TASK REQUIREMENTS: Print the passage of the text on children's diet, activity and reasoning skills from "Children who spent" to "with reasoning skills.", word for word.

(READING TEXT)

Reasoning skills are crucial skills in learning, academic performance, and everyday problem-solving. According to a recent study conducted at the University of Eastern Finland, improved overall diet quality and reduced consumption of red meat, as well as increased time spent in reading and organised sports enhanced reasoning skills among children over the first two school years.
“Children with healthier eating habits showed greater cognitive development than other children. Specifically, better overall diet quality, lower red meat consumption, and higher low-fat dairy product intake were linked to better reasoning skills,” says Doctoral Researcher Sehrish Naveed of the University of Eastern Finland.
Children who spent more time in reading and organised sports showed better reasoning skills than their peers. On the other hand, excessive time spent on a computer and unsupervised leisure-time physical activity were associated with poorer reasoning skills. Screen time, active school transportation, recess physical activity, and physical activity intensity were not associated with reasoning skills.
Over half of the children participated in a two-year family-based and individualised diet and physical activity intervention. However, the intervention did not impact reasoning skills, with the children in the intervention and control groups exhibiting similar cognitive development.
“In the lives of growing children, diet and physical activity intervention is just one factor influencing lifestyle and reasoning skills. Based on our study, investing in a healthy diet and encouraging children to read are beneficial for the development of reasoning skills among children. Additionally, engaging in organised sports appears to support reasoning skills,” Dr Eero Haapala points out.
Published in the Scandinavian Journal of Medicine & Science in Sports, the results of this study are based on data from the Physical Activity and Nutrition in Children (PANIC) study. This sub-study examined the effects of a two-year diet and physical activity intervention on cognition among 397 Finnish elementary school children. The associations of dietary factors, physical activity, and sedentary behaviour with cognition over two years were also studied. The analyses considered parental education and income as well as children’s body fat percentage and maturity level.

(End READING TEXT)
(RECORDS SHOWN)

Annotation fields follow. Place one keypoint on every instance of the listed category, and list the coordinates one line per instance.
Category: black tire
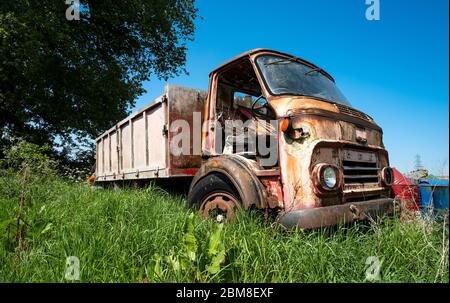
(210, 184)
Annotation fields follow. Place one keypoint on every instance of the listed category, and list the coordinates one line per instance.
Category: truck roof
(268, 51)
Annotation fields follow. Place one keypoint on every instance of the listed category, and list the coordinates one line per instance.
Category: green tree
(72, 80)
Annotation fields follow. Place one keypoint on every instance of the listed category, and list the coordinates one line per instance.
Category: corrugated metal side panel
(135, 148)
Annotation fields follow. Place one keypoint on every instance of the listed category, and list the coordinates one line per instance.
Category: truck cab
(280, 136)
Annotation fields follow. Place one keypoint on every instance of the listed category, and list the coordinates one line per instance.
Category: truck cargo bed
(138, 147)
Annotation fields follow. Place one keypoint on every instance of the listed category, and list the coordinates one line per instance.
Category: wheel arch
(239, 174)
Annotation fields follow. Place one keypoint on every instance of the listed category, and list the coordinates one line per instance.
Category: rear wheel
(215, 198)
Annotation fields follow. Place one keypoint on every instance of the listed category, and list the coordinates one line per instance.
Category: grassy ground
(147, 234)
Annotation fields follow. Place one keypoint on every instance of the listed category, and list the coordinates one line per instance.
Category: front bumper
(336, 214)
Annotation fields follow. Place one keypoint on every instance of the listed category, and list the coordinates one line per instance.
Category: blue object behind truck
(434, 194)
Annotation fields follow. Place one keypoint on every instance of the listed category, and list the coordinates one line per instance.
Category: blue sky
(394, 69)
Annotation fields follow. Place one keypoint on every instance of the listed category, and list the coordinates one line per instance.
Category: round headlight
(387, 176)
(329, 177)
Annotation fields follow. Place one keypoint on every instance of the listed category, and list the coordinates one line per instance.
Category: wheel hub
(219, 206)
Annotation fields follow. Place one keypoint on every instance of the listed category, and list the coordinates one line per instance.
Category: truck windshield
(286, 76)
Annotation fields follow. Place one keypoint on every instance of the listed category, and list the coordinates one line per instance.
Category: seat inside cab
(242, 110)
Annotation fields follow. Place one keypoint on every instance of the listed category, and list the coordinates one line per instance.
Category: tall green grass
(132, 235)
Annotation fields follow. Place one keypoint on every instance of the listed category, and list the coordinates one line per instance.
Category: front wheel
(215, 197)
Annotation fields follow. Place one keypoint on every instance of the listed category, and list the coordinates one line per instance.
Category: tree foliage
(75, 79)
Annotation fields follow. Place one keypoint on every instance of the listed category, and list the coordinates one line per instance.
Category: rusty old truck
(307, 156)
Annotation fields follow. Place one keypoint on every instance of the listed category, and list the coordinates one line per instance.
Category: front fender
(240, 174)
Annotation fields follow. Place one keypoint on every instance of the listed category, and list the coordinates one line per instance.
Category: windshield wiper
(284, 60)
(316, 69)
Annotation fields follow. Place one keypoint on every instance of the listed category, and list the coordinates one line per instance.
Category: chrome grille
(360, 167)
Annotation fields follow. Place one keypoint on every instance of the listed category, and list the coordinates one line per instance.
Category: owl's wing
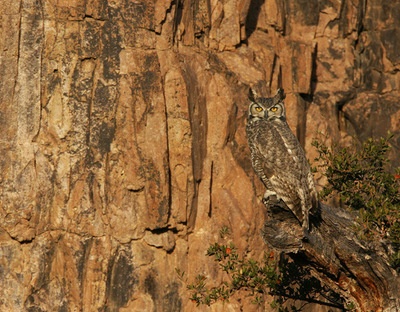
(286, 167)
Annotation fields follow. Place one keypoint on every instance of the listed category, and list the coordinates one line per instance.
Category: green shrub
(360, 176)
(284, 280)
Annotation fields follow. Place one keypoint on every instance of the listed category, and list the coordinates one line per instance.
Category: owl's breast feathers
(278, 156)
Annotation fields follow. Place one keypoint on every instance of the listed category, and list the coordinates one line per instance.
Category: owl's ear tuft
(252, 95)
(279, 96)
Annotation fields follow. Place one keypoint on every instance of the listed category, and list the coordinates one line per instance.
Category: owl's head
(267, 108)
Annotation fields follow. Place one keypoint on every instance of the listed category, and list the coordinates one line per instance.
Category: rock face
(123, 143)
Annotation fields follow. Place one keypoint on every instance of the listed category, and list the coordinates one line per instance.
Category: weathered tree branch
(358, 271)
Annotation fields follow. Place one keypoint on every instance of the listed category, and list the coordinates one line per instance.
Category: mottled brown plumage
(278, 158)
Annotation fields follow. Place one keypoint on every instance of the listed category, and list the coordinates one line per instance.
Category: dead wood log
(359, 271)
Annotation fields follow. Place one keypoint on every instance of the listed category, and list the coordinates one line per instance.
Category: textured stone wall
(122, 134)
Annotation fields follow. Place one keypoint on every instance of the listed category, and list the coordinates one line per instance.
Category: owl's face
(267, 108)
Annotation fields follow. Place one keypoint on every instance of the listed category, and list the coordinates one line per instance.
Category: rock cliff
(123, 143)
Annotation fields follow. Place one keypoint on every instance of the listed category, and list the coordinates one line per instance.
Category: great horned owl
(278, 158)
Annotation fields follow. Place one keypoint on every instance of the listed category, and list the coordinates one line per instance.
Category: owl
(278, 158)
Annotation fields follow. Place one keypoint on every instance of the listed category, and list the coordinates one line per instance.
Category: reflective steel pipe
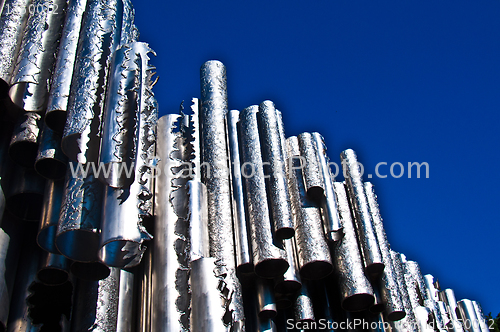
(355, 289)
(374, 264)
(268, 259)
(215, 176)
(272, 147)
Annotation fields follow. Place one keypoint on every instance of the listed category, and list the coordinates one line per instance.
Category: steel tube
(215, 177)
(244, 262)
(391, 294)
(37, 54)
(313, 252)
(268, 259)
(273, 155)
(333, 225)
(57, 105)
(355, 289)
(374, 264)
(99, 37)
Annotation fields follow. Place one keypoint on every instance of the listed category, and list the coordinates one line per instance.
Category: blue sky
(397, 81)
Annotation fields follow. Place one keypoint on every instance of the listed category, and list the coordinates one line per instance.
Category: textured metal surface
(389, 287)
(12, 23)
(99, 37)
(312, 250)
(374, 264)
(272, 147)
(80, 217)
(50, 161)
(216, 178)
(244, 256)
(268, 259)
(290, 282)
(355, 289)
(57, 104)
(312, 172)
(332, 223)
(170, 266)
(37, 54)
(24, 143)
(52, 200)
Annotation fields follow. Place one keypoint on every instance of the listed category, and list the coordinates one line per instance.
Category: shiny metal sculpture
(216, 178)
(374, 263)
(314, 255)
(355, 289)
(268, 259)
(37, 54)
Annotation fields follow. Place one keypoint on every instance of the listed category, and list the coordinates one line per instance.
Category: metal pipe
(57, 104)
(355, 289)
(37, 54)
(50, 161)
(313, 252)
(332, 223)
(99, 37)
(391, 294)
(268, 259)
(374, 264)
(244, 262)
(24, 143)
(215, 177)
(273, 155)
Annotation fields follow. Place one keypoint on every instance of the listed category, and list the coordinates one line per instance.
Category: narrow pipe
(272, 147)
(268, 259)
(374, 264)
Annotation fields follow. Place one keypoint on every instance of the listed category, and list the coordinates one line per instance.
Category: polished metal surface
(37, 54)
(273, 155)
(389, 288)
(355, 289)
(332, 223)
(244, 263)
(216, 177)
(24, 143)
(314, 255)
(99, 37)
(268, 259)
(374, 264)
(50, 161)
(57, 104)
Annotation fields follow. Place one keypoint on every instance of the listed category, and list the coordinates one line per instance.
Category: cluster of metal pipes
(246, 230)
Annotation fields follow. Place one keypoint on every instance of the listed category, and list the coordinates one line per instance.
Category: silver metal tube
(52, 200)
(290, 282)
(268, 259)
(215, 176)
(313, 252)
(332, 223)
(273, 154)
(37, 54)
(374, 264)
(57, 105)
(50, 161)
(244, 262)
(24, 143)
(99, 37)
(389, 288)
(355, 289)
(265, 298)
(79, 224)
(170, 266)
(12, 23)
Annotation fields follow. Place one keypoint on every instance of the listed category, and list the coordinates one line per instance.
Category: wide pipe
(374, 263)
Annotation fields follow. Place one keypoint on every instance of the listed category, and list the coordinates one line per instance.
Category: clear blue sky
(397, 81)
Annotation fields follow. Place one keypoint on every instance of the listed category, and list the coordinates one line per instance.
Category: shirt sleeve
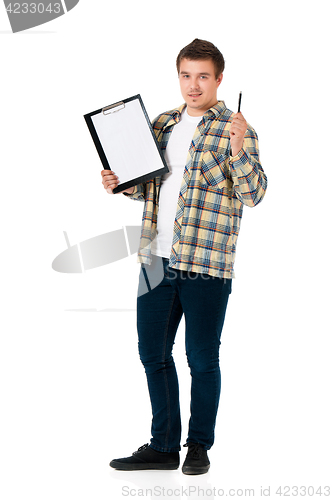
(249, 179)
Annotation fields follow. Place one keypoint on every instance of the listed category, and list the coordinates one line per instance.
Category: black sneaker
(196, 461)
(147, 458)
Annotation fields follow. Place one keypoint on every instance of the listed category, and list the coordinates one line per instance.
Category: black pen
(240, 97)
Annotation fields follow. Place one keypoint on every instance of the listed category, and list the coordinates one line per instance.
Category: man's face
(198, 85)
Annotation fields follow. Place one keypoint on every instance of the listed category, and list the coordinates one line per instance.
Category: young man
(191, 221)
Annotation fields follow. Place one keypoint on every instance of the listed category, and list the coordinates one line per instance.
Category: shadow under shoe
(147, 458)
(196, 461)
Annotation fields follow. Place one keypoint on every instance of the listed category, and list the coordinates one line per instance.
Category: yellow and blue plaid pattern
(214, 188)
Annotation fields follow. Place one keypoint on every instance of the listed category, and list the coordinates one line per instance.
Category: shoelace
(195, 450)
(141, 448)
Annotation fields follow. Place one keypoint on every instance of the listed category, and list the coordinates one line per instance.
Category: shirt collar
(211, 113)
(215, 111)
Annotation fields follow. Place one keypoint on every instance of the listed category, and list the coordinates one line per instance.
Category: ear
(219, 79)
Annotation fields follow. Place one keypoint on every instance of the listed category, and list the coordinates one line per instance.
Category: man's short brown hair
(202, 50)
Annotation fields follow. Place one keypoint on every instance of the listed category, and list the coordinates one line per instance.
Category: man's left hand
(237, 132)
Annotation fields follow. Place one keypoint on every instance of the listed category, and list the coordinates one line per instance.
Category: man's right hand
(111, 181)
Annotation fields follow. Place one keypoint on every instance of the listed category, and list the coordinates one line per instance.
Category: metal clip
(113, 108)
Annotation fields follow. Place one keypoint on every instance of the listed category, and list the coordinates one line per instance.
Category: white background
(73, 391)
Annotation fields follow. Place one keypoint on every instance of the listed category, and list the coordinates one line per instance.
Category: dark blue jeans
(164, 295)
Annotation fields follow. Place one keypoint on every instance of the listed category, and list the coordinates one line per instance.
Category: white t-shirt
(176, 157)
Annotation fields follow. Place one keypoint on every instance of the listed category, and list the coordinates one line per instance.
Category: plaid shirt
(214, 188)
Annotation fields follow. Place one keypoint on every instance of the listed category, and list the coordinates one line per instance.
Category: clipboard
(126, 143)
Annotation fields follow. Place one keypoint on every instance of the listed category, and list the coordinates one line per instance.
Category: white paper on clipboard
(127, 142)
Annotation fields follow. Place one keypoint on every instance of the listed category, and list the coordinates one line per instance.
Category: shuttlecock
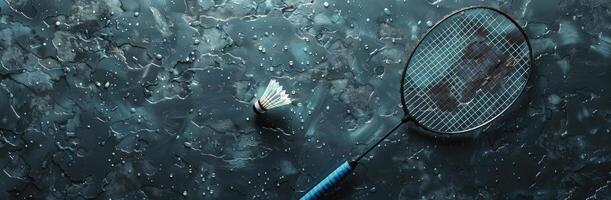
(274, 96)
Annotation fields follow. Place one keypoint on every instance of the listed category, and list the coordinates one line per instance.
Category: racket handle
(330, 181)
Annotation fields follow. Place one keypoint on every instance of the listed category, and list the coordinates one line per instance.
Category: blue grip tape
(329, 182)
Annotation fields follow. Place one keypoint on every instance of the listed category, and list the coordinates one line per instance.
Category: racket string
(471, 96)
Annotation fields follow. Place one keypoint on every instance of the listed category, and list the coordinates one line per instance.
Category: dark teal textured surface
(152, 99)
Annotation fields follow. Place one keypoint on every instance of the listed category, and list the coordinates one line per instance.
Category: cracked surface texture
(151, 99)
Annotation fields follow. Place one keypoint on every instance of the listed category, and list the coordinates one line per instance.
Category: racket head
(466, 71)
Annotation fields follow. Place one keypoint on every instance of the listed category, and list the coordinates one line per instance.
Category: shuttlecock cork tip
(274, 96)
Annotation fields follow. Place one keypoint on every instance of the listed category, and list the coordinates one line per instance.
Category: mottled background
(150, 99)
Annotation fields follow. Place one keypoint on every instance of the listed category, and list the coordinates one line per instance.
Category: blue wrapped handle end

(End RECORDS SHOWN)

ANSWER BOX:
Children who spent more time in reading and organised sports showed better reasoning skills than their peers. On the other hand, excessive time spent on a computer and unsupervised leisure-time physical activity were associated with poorer reasoning skills. Screen time, active school transportation, recess physical activity, and physical activity intensity were not associated with reasoning skills.